### Material shown
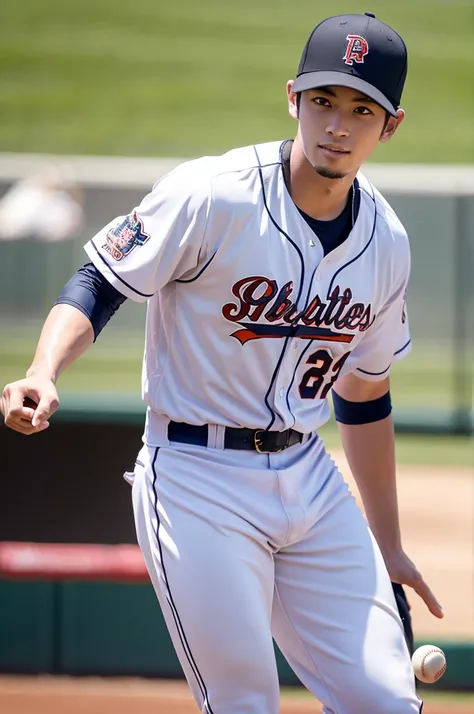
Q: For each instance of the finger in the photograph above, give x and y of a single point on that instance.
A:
(46, 407)
(24, 427)
(422, 589)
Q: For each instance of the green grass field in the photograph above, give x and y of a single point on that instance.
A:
(185, 78)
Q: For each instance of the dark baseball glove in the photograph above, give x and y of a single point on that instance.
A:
(404, 612)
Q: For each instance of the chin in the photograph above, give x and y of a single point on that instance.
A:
(332, 174)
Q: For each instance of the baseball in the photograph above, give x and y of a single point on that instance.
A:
(429, 663)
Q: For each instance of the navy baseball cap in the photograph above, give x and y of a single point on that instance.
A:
(355, 51)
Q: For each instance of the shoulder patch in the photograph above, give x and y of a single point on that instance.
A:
(125, 236)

### Exercise goal
Only the text of the records above is to be reproduced, exactly as given; the pictures are dropped.

### Response for this exercise
Q: For each instance of the finger in the photograph above, give x and y of a single point on that instance.
A:
(46, 407)
(24, 427)
(422, 589)
Q: For each instance of the green grass field in the photograph above, give x and y of a single point on that instance.
A:
(185, 78)
Q: For each instance of the dark baseball glove in the photograph above, give x and y of a single point on that instance.
A:
(404, 612)
Q: For each instance of the chin in the photograph above, give x and y of a single point on that instance.
A:
(332, 174)
Q: For each instance of the baseball in the photograph above, give x and y of a single point on that instance.
A:
(429, 663)
Q: For each instance of the navy baseball cap in the photograph above, give x and y of a single point on that instance.
A:
(355, 51)
Q: For each instance of the shoulder patch in the photograph above, give x and y of a single point on that instance.
A:
(125, 236)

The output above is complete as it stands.